Data provided: Begin

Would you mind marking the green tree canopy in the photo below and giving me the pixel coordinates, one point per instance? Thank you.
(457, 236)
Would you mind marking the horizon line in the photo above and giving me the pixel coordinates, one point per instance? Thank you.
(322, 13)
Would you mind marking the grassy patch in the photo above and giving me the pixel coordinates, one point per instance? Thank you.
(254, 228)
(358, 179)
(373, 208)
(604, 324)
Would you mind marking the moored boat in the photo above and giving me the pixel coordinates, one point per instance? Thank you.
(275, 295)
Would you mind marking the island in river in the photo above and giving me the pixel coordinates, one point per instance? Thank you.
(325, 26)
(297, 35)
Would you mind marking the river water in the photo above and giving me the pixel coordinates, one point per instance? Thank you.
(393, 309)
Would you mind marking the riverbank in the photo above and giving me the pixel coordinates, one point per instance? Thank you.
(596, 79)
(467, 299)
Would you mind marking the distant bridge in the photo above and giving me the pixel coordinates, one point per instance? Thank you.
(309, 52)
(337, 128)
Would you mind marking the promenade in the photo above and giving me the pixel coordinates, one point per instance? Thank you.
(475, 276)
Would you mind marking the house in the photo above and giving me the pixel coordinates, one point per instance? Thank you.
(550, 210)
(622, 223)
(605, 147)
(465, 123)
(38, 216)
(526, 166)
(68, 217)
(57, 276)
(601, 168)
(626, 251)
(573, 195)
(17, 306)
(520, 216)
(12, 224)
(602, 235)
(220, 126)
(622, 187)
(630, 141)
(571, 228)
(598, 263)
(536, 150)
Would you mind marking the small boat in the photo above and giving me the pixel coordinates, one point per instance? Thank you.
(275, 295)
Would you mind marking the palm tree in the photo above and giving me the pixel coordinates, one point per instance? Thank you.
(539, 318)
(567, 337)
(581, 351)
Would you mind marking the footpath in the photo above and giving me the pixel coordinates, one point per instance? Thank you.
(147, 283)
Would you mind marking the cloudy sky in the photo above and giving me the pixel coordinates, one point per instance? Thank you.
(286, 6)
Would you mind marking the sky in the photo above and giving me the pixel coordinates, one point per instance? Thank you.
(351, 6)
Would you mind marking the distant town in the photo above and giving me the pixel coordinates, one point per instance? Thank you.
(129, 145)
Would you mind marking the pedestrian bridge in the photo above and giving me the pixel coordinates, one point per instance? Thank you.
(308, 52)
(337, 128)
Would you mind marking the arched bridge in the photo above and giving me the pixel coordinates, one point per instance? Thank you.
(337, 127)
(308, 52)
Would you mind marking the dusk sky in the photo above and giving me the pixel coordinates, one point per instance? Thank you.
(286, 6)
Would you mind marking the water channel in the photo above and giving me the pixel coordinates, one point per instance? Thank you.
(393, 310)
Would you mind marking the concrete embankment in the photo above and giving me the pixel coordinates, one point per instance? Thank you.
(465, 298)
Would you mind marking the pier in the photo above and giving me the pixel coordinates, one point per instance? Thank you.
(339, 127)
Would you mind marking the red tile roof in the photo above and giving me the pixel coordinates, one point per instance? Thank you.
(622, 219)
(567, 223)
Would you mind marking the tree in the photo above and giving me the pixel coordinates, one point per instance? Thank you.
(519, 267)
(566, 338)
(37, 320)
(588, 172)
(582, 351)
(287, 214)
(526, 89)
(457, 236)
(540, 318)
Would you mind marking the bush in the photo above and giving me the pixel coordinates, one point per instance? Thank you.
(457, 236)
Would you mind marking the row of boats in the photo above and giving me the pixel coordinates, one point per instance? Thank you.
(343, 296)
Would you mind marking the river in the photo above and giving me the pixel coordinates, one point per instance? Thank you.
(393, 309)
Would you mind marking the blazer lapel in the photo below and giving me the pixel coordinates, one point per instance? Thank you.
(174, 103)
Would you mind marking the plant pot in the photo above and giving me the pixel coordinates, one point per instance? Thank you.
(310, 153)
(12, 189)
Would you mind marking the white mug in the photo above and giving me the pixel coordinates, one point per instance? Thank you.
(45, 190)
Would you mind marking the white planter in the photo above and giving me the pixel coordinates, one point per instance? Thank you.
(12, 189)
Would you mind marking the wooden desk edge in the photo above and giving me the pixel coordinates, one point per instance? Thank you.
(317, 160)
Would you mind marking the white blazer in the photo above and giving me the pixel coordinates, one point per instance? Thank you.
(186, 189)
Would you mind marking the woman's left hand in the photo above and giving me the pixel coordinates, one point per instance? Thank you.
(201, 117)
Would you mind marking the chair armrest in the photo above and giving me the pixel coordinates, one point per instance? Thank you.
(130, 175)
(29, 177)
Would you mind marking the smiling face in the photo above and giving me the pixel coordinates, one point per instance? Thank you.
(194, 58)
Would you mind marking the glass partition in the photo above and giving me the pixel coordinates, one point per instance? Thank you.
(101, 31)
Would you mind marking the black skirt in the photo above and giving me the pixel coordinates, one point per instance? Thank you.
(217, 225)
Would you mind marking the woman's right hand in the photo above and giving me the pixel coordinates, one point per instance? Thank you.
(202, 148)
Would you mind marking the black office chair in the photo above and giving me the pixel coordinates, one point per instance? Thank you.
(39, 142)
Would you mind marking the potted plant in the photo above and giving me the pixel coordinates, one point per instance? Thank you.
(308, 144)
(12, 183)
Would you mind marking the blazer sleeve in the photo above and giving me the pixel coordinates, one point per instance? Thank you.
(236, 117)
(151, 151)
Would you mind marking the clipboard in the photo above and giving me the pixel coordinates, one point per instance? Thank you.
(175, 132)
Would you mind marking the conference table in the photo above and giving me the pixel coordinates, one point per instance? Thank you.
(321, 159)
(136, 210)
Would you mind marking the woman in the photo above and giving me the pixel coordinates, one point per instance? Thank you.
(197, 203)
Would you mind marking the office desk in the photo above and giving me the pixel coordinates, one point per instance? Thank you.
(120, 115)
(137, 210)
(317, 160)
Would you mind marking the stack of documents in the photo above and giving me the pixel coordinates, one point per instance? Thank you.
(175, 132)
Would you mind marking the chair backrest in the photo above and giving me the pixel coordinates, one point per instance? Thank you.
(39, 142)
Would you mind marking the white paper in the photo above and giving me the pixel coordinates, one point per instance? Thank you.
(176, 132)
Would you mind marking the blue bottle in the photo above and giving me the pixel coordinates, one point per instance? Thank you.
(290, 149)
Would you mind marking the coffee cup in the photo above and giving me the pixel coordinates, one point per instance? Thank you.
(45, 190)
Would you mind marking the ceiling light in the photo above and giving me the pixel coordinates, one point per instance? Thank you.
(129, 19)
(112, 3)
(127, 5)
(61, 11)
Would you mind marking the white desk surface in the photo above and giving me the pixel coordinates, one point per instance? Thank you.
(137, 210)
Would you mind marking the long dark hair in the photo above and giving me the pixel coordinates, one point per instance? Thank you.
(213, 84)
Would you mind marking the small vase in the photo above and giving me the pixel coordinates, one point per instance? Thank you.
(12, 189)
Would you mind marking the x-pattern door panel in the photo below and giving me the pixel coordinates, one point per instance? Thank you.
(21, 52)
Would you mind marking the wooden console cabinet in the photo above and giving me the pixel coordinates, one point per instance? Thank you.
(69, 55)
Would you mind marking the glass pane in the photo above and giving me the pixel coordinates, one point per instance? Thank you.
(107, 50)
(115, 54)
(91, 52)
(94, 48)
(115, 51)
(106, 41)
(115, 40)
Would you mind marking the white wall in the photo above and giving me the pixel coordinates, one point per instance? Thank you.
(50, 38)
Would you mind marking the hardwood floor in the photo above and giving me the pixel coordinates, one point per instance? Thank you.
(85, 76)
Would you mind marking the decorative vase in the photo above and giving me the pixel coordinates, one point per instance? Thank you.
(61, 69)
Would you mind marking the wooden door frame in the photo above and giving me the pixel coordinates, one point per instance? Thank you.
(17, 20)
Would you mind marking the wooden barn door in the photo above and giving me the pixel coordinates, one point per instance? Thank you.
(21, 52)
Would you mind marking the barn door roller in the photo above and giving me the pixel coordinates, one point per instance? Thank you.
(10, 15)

Data provided: End

The problem
Find "Would you mind marking the wooden door" in the records above. Repeat its line and every later line exactly, through the last one.

Completed exercise
Would you mind marking the wooden door frame in the photo above and giving me the pixel coordinates, one point per instance? Thank you.
(17, 20)
Would you mind marking the wooden barn door in the photo above and giving me the pixel coordinates, one point per instance? Thank you.
(21, 52)
Would you mind marking the barn door roller in the photo above and giving me the pixel coordinates, one point per instance? Thank you.
(10, 15)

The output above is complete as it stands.